Copy out every line of the material below word for word, leaving out the pictures.

Bounding-box records
## Start

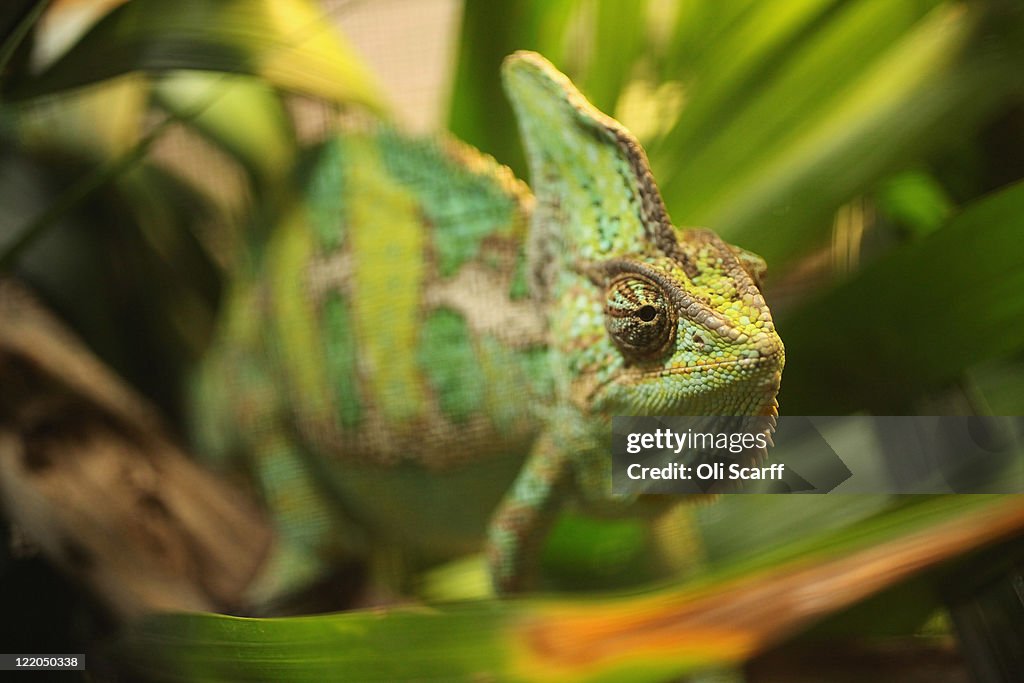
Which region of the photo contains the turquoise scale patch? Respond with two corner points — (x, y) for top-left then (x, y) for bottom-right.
(416, 308), (484, 423)
(306, 137), (345, 251)
(378, 130), (516, 278)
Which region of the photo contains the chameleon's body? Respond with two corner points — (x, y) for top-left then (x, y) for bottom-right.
(192, 53), (783, 590)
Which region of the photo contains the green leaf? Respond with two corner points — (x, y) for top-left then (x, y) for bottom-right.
(651, 0), (1020, 267)
(778, 182), (1024, 415)
(155, 71), (296, 183)
(11, 0), (384, 111)
(116, 496), (1024, 681)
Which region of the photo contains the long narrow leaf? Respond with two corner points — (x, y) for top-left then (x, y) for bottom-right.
(123, 496), (1024, 681)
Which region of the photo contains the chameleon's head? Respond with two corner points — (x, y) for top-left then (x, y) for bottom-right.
(503, 52), (784, 416)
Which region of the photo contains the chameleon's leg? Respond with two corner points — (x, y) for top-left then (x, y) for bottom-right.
(243, 429), (357, 602)
(487, 431), (572, 594)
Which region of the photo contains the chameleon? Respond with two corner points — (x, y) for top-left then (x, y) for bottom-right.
(194, 52), (784, 593)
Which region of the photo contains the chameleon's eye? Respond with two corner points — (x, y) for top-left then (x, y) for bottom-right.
(604, 274), (676, 360)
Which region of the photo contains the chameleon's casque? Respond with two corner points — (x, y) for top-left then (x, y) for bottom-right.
(197, 53), (783, 602)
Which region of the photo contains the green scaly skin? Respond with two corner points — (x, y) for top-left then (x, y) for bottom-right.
(195, 53), (783, 592)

## End

Final result ▸
Which region of the photo contains the turquoise scale patch? Respond with two corner points — (x, y) for top-left then (x, y) for bottom-right.
(416, 308), (484, 423)
(306, 137), (345, 251)
(378, 130), (516, 278)
Which region of the photo contains the chameleon's body? Respond with two corner points — (x, y) for top-left then (x, y) for bottom-right.
(192, 53), (783, 590)
Which region of the photo contains the green leaf? Respond with two corner points — (x, y) for top-left then (x, y) for bottom-right.
(651, 0), (1020, 267)
(778, 182), (1024, 415)
(155, 71), (296, 183)
(11, 0), (384, 111)
(116, 496), (1024, 681)
Which region of the photo contains the long narrow leaf? Respond with two corner points — (x, y) for top-left then (x, y) for bottom-right.
(123, 496), (1024, 681)
Which region of the photo contains the chameleon's head? Respond with two corner points — (x, y) for top-left then (x, y) for bottom-right.
(503, 52), (784, 416)
Which region of the photo contains the chameleon's leg? Respond with two corner points — (x, y) for top-left then (x, y) for bottom-right.
(243, 429), (357, 602)
(487, 431), (572, 594)
Which region of the photo contains the chameleon? Respond with two corner points — (x, y) for top-left then (x, y) for bottom-right.
(194, 52), (784, 593)
Which region of the photo contains the chameleon's eye? Respond with two corner points — (x, y) for top-left then (x, y) for bottom-right.
(604, 274), (676, 360)
Which region of the photo contains the chameleon's casque? Respond with two corner points — (x, y) for top-left then (x, y) for bottom-right.
(197, 53), (783, 602)
Which region of the photo contains the green scaly skin? Respond with two corner points — (x, y) for top-left then (x, y) for bottom-right.
(195, 53), (783, 592)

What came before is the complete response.